WHAT YOU NEED TO DO:
Could you filter the records below down to the lines that include the word "pink"?

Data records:
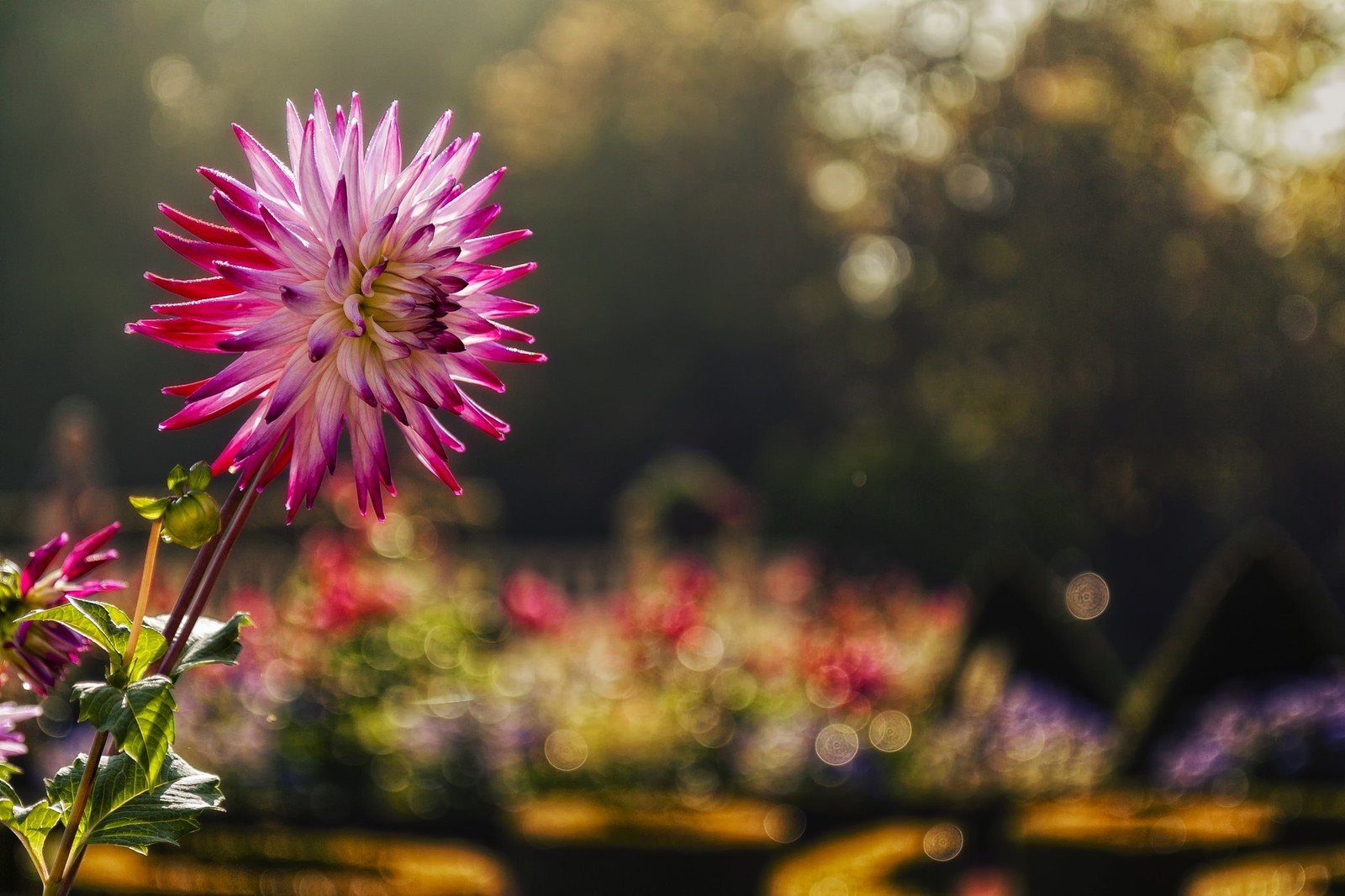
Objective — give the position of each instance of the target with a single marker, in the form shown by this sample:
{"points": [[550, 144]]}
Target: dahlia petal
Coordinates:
{"points": [[463, 228], [282, 329], [293, 134], [185, 334], [501, 353], [382, 390], [264, 282], [511, 334], [38, 562], [369, 454], [383, 159], [330, 410], [269, 174], [424, 452], [468, 369], [306, 467], [226, 311], [351, 367], [482, 419], [324, 145], [239, 192], [203, 288], [495, 307], [324, 334], [351, 171], [340, 225], [389, 346], [475, 194], [245, 222], [403, 378], [208, 255], [481, 246], [435, 139], [213, 407], [249, 366], [393, 197], [87, 588], [372, 244], [299, 250], [313, 195], [293, 381], [461, 156], [309, 298], [338, 273], [185, 389], [441, 387], [82, 557], [506, 276], [230, 456], [203, 229], [370, 269]]}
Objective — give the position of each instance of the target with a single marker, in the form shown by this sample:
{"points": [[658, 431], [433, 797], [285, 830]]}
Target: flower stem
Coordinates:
{"points": [[62, 868], [198, 567], [60, 883], [193, 603], [143, 600]]}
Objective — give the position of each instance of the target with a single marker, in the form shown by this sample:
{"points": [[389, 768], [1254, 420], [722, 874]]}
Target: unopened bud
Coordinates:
{"points": [[192, 519]]}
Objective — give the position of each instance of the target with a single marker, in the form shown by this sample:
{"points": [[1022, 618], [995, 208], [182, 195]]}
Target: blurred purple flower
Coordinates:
{"points": [[351, 287], [11, 741], [40, 651]]}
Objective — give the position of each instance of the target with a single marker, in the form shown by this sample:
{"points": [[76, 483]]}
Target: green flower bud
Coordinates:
{"points": [[192, 519]]}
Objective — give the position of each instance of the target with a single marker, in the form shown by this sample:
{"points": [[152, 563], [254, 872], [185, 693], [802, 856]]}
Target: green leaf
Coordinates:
{"points": [[198, 478], [177, 478], [125, 809], [30, 824], [212, 642], [150, 508], [104, 625], [141, 717], [148, 650]]}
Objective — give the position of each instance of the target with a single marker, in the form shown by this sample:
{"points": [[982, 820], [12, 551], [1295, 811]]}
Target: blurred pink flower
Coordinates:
{"points": [[535, 603], [346, 595], [40, 651], [350, 286], [11, 741]]}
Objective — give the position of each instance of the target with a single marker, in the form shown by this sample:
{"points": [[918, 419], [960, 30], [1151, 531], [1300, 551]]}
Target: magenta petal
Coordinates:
{"points": [[40, 560], [203, 229]]}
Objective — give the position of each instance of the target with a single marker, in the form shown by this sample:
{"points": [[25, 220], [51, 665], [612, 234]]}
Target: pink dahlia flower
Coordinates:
{"points": [[350, 286], [11, 741], [40, 651]]}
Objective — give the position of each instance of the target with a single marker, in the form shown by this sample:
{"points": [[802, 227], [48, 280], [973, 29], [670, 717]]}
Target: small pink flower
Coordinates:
{"points": [[40, 651], [11, 741], [350, 287]]}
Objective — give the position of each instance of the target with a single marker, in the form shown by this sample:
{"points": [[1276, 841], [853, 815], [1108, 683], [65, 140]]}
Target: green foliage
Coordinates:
{"points": [[210, 642], [150, 508], [30, 824], [129, 809], [190, 515], [140, 717], [108, 627]]}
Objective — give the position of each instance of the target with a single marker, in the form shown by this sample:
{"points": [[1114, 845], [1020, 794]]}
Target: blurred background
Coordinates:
{"points": [[878, 284]]}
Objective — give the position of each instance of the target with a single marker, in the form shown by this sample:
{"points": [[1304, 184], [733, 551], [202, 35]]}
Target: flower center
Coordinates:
{"points": [[400, 307]]}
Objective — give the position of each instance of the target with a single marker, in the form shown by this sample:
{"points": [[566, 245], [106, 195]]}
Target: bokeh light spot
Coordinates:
{"points": [[1087, 596], [943, 842], [889, 730], [837, 744], [565, 750]]}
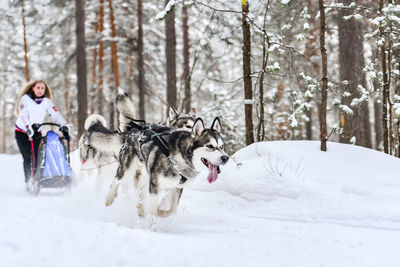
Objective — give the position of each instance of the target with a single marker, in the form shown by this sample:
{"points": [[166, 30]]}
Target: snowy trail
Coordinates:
{"points": [[249, 217]]}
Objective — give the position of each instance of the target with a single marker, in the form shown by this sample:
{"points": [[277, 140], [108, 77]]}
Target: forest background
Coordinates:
{"points": [[271, 70]]}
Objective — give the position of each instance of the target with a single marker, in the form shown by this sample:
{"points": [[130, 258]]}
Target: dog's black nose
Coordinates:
{"points": [[224, 159]]}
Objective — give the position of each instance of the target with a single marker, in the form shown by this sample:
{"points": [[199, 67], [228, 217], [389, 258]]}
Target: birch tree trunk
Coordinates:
{"points": [[93, 84], [4, 120], [114, 61], [351, 59], [25, 42], [385, 90], [100, 93], [170, 52], [248, 91], [81, 64], [324, 88], [186, 68], [141, 80]]}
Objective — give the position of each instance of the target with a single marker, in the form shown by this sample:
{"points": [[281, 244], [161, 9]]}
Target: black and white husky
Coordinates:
{"points": [[102, 161], [158, 169]]}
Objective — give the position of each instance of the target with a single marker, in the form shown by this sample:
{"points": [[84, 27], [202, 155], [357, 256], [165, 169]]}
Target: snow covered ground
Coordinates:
{"points": [[279, 204]]}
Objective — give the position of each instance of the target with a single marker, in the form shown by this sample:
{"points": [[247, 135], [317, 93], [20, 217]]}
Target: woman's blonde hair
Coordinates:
{"points": [[28, 89]]}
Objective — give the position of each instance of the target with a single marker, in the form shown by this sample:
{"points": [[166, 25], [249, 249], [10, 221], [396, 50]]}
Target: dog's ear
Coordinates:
{"points": [[198, 128], [216, 125]]}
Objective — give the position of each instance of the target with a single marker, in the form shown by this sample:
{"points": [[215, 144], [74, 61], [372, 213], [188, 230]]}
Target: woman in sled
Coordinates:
{"points": [[33, 104]]}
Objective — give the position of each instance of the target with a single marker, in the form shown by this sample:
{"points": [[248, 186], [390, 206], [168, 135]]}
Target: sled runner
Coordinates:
{"points": [[52, 168]]}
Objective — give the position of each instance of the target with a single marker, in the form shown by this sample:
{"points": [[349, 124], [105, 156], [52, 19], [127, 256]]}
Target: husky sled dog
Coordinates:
{"points": [[165, 162], [97, 159]]}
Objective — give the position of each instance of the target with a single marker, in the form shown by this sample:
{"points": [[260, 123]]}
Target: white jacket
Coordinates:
{"points": [[31, 112]]}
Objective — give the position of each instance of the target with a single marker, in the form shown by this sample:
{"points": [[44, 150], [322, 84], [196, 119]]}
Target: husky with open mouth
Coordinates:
{"points": [[165, 162], [100, 161]]}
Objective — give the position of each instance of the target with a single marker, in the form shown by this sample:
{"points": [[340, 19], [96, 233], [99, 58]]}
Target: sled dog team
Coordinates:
{"points": [[161, 159]]}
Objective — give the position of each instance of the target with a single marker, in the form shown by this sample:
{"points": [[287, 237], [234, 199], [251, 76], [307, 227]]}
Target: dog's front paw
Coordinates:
{"points": [[110, 198]]}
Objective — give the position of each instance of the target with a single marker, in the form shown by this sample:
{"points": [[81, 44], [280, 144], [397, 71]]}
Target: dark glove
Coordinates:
{"points": [[65, 130], [29, 131]]}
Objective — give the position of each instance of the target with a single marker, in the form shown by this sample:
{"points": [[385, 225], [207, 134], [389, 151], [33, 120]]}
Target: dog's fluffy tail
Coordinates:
{"points": [[126, 110], [100, 137]]}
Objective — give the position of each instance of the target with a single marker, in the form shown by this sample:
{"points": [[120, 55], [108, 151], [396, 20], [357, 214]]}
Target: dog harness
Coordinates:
{"points": [[154, 133]]}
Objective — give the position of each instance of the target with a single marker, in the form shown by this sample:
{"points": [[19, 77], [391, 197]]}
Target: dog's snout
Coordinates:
{"points": [[224, 159]]}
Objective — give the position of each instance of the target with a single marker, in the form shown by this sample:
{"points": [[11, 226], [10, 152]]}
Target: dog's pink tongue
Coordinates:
{"points": [[213, 174]]}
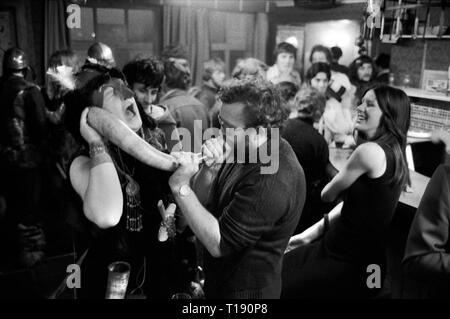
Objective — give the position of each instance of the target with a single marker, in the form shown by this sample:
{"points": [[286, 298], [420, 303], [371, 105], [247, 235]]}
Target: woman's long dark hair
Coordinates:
{"points": [[76, 101], [393, 127]]}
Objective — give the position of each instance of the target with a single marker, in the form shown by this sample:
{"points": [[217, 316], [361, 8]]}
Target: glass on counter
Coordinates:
{"points": [[118, 276]]}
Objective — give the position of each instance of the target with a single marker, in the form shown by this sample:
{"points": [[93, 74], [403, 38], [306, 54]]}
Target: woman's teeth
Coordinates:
{"points": [[361, 117], [131, 110]]}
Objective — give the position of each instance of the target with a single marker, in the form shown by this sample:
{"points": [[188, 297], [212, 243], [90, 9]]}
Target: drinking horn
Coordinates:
{"points": [[118, 133]]}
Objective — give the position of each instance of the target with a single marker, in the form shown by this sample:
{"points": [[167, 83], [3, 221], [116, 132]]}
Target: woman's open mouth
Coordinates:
{"points": [[131, 110]]}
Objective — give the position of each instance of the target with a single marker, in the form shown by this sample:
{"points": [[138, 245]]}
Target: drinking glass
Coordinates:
{"points": [[118, 276]]}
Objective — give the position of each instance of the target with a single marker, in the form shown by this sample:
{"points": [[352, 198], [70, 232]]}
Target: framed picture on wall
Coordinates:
{"points": [[435, 81], [8, 35]]}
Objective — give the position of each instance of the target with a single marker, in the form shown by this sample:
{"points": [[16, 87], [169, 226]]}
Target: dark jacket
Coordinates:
{"points": [[257, 214], [208, 96], [427, 254]]}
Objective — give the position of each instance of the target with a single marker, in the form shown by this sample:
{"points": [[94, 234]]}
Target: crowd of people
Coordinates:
{"points": [[115, 162]]}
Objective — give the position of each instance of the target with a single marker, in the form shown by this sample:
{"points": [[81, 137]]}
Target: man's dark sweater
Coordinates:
{"points": [[257, 215]]}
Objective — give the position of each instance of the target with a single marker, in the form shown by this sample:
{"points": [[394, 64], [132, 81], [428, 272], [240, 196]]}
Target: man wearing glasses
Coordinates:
{"points": [[248, 218]]}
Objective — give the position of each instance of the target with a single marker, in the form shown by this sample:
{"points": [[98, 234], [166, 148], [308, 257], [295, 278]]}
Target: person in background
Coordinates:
{"points": [[99, 60], [330, 259], [362, 75], [246, 223], [341, 94], [382, 63], [145, 77], [249, 68], [336, 123], [340, 86], [188, 112], [288, 91], [23, 163], [213, 78], [283, 69], [312, 152], [426, 263], [63, 65], [336, 54]]}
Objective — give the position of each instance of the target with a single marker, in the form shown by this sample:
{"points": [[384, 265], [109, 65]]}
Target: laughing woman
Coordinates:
{"points": [[120, 195], [331, 258]]}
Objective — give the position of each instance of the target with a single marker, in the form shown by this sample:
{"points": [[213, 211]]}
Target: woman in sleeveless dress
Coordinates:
{"points": [[120, 198], [335, 257]]}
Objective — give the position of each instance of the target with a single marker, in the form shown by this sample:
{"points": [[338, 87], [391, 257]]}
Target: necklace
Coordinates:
{"points": [[133, 208]]}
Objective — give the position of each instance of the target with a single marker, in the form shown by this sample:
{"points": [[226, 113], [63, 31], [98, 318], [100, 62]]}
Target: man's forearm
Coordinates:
{"points": [[204, 225]]}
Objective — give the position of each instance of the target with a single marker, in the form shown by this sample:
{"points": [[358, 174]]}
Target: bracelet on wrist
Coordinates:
{"points": [[96, 149]]}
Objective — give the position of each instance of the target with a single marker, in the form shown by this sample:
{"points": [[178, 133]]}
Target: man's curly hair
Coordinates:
{"points": [[262, 100]]}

EXERCISE ANSWER:
Target: blurred pink flower
Target: pink dahlia flower
Target: small pink flower
Target: dog's pink tongue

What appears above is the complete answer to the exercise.